-- Instruction --
Please extract every line of the listing below character for character, leaving out the pictures.

==== Source material ====

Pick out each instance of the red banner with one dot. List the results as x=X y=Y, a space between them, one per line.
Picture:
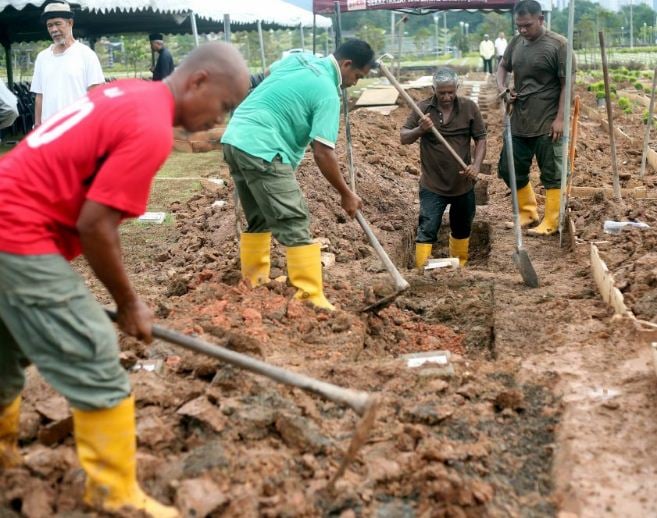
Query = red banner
x=326 y=6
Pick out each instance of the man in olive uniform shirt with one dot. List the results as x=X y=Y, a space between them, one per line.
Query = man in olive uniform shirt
x=297 y=104
x=164 y=65
x=443 y=182
x=537 y=58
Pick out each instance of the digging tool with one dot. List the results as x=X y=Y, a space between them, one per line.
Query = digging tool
x=400 y=283
x=409 y=100
x=363 y=403
x=568 y=86
x=573 y=146
x=610 y=117
x=646 y=134
x=520 y=255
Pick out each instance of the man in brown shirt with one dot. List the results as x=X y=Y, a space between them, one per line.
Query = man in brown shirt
x=537 y=58
x=443 y=182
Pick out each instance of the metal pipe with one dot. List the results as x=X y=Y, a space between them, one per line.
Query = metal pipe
x=610 y=117
x=646 y=133
x=227 y=28
x=192 y=18
x=566 y=120
x=261 y=40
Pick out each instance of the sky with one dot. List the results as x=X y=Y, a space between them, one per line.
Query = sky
x=306 y=4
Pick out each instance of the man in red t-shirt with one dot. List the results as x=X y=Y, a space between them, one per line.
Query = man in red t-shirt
x=64 y=190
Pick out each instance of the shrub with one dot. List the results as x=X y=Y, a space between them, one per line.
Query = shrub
x=624 y=103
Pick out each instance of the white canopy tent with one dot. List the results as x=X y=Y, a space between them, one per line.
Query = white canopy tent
x=19 y=19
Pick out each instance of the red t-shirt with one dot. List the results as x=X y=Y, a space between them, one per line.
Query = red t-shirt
x=107 y=147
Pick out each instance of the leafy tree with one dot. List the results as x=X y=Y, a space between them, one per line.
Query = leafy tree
x=373 y=35
x=421 y=38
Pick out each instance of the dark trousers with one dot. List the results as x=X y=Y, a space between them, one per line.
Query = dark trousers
x=432 y=207
x=548 y=155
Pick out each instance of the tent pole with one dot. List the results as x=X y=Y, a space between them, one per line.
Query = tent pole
x=565 y=162
x=262 y=47
x=192 y=18
x=227 y=28
x=10 y=64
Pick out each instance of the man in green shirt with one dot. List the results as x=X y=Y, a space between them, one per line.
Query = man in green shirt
x=296 y=105
x=537 y=58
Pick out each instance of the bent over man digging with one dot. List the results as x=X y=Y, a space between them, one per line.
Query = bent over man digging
x=64 y=190
x=443 y=182
x=537 y=58
x=297 y=104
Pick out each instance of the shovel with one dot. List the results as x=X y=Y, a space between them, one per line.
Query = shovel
x=520 y=255
x=363 y=403
x=409 y=100
x=400 y=283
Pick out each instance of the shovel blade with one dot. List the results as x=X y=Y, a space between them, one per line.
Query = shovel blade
x=381 y=303
x=524 y=264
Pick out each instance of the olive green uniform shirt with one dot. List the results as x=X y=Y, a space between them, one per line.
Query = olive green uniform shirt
x=440 y=171
x=538 y=67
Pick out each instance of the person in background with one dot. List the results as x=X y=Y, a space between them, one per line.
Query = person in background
x=500 y=47
x=443 y=182
x=64 y=191
x=164 y=65
x=537 y=58
x=66 y=70
x=487 y=52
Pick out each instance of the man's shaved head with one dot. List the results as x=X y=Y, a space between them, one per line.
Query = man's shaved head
x=209 y=83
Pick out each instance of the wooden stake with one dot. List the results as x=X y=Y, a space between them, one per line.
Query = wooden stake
x=646 y=134
x=610 y=117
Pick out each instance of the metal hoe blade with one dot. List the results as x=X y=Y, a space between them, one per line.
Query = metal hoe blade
x=522 y=261
x=520 y=255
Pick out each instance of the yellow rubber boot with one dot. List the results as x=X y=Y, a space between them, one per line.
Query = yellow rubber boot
x=254 y=257
x=10 y=456
x=106 y=443
x=459 y=248
x=527 y=206
x=304 y=268
x=422 y=254
x=550 y=223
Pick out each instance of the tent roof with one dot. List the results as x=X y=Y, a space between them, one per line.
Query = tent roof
x=327 y=6
x=20 y=19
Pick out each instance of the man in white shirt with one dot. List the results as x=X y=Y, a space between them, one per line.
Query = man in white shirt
x=487 y=51
x=500 y=46
x=64 y=71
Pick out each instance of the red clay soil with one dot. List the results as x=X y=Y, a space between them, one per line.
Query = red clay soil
x=480 y=441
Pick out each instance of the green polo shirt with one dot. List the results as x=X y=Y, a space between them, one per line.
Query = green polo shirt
x=298 y=102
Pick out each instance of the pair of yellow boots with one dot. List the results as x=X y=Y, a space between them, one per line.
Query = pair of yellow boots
x=106 y=444
x=529 y=212
x=304 y=266
x=457 y=248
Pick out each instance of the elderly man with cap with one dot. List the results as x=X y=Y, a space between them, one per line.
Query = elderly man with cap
x=442 y=182
x=64 y=190
x=64 y=71
x=164 y=65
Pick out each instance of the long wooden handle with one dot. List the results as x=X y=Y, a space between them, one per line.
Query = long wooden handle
x=400 y=283
x=417 y=110
x=357 y=400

====

-- The completed task --
Pick out each instance of the red banner with one dot. List the results as x=X y=Y, a space between them, one per line.
Picture:
Query = red banner
x=326 y=6
Pick out each instance of the man in olive uniform shirt with one dot. List the results as x=X y=Y, a space between them, one per line.
Query = man in olive uniform shirt
x=297 y=104
x=164 y=65
x=443 y=182
x=537 y=58
Pick out each instance of the digging tool with one dot. List the results as x=X y=Y, a space between them, one per line.
Query = digging tool
x=400 y=283
x=409 y=100
x=363 y=403
x=568 y=86
x=573 y=146
x=610 y=117
x=646 y=134
x=520 y=255
Pick out each instance of the man in brown shirt with one dot. List the results as x=X y=Y, a space between them, one per line.
Query = man in brown shirt
x=537 y=58
x=443 y=182
Pick out each instance of the metal pipe with one dot. List the results as x=X y=Y, a space between them, one per line.
Query = metal pipe
x=610 y=117
x=646 y=133
x=227 y=28
x=192 y=18
x=566 y=120
x=261 y=40
Pick out each instance of the sky with one dot. List the results as x=X y=Y, a space between them, one per line.
Query = sky
x=306 y=4
Pick out each instance of the man in red t-shirt with one dot. List the results as x=X y=Y, a space between them, one per line.
Query = man in red t-shirt
x=64 y=190
Pick out each instance of the shrub with one dot. List the results as x=X y=Y, a space between them, one per line.
Query = shrub
x=624 y=103
Pick out each instance of the white canopy tent with one dot. List the results as x=X y=Y, a space between them, one per line.
Query = white canopy tent
x=19 y=19
Pick out each instance of the red t-shirt with one dot. List the results as x=X y=Y, a space between them, one per line.
Query = red t-shirt
x=107 y=147
Pick out each instance of the leafy tree with one dot. List the results as x=X y=Y, a space between them, one per line.
Query = leafy tree
x=373 y=35
x=421 y=38
Pick out each instance of the dark trousers with one dot. List the results as x=X y=Y, a space between them, one per line.
Query = dark trousers
x=432 y=207
x=548 y=155
Pick out each instance of the tent pole with one dot. List the results as x=X y=Y, a space between them, one per line.
Query = tent pole
x=565 y=162
x=262 y=47
x=192 y=18
x=227 y=28
x=10 y=64
Pick out each instance of the man in green shirt with one dot. List the results as x=X y=Y, a space between them, one per line.
Query = man in green shirt
x=296 y=105
x=537 y=58
Pick out each instance of the bent over man digging with one dot. List the results as x=X y=Y, a space between them, one per line.
Query = bent over man digging
x=64 y=190
x=443 y=182
x=537 y=58
x=297 y=104
Pick out each instance of the shovel with one dot. List the results as x=X y=Y, a space between them, one per line.
Query = shovel
x=520 y=255
x=363 y=403
x=409 y=100
x=400 y=283
Pick out each instance of the shovel blade with one dot. List the results as x=X y=Y, a space between them, one per line.
Query = shovel blade
x=381 y=303
x=524 y=264
Pick out each instance of the olive green uniform shirt with one dot. List the results as x=X y=Y, a space between them, one per line.
Query = olive green uniform shirt
x=440 y=171
x=538 y=67
Pick out each instance of the person in background with one dot. List the results as x=X y=Y, a space between them, one per line.
Query = person in background
x=500 y=47
x=443 y=182
x=64 y=191
x=164 y=65
x=537 y=58
x=66 y=70
x=487 y=52
Pick out each instance of the man's shaved head with one dot. List the results as x=X y=Y, a space between them, one per line.
Query = man's shaved head
x=209 y=83
Pick out each instance of the wooden stake with one dot. List the results as x=X y=Y, a space between them, one per line.
Query = wooden stake
x=646 y=134
x=610 y=117
Pick out each instance of the metal hoe blade with one dot. List the results as x=X y=Y, a space between them, one per line.
Query = metal hoe blade
x=522 y=261
x=520 y=255
Pick out each instance of the yellow rubber boot with one dot. List the results as x=X y=Y, a space between them, one per line.
Query = yellow rubber boot
x=254 y=257
x=10 y=456
x=106 y=443
x=459 y=248
x=527 y=206
x=304 y=268
x=422 y=254
x=550 y=223
Pick out each instance of the tent roof with one dot. List the results as x=X y=Y, a space between them, one per line.
Query = tent roof
x=327 y=6
x=20 y=19
Pick out each instance of the man in white shirt with one dot. List the results as x=X y=Y, a space between them, one per line.
Query = man in white shirt
x=487 y=51
x=500 y=46
x=64 y=71
Pick out each instance of the red clay soil with one dot. List the results as x=X y=Y, a space between them, one per line.
Query = red clay soil
x=480 y=441
Pick out each instance of the green polo shirt with one dot. List the results as x=X y=Y, a space between them, one per line.
Query = green polo shirt
x=298 y=102
Pick out each instance of the pair of yellow boots with one dot. List the results as x=X y=Y, a space between them, one per line.
Query = pair of yellow boots
x=106 y=444
x=529 y=212
x=304 y=266
x=457 y=248
Pick out each instance of the elderly man with cap with one dot. List the results as x=X y=Y, a space between them, one per line.
Query = elderly man with cap
x=442 y=182
x=64 y=190
x=64 y=71
x=164 y=65
Pick out each instance of the long wooden handle with one dot. List the results as x=X y=Y, a space between them, one per line.
Query = long wooden handle
x=400 y=283
x=417 y=110
x=357 y=400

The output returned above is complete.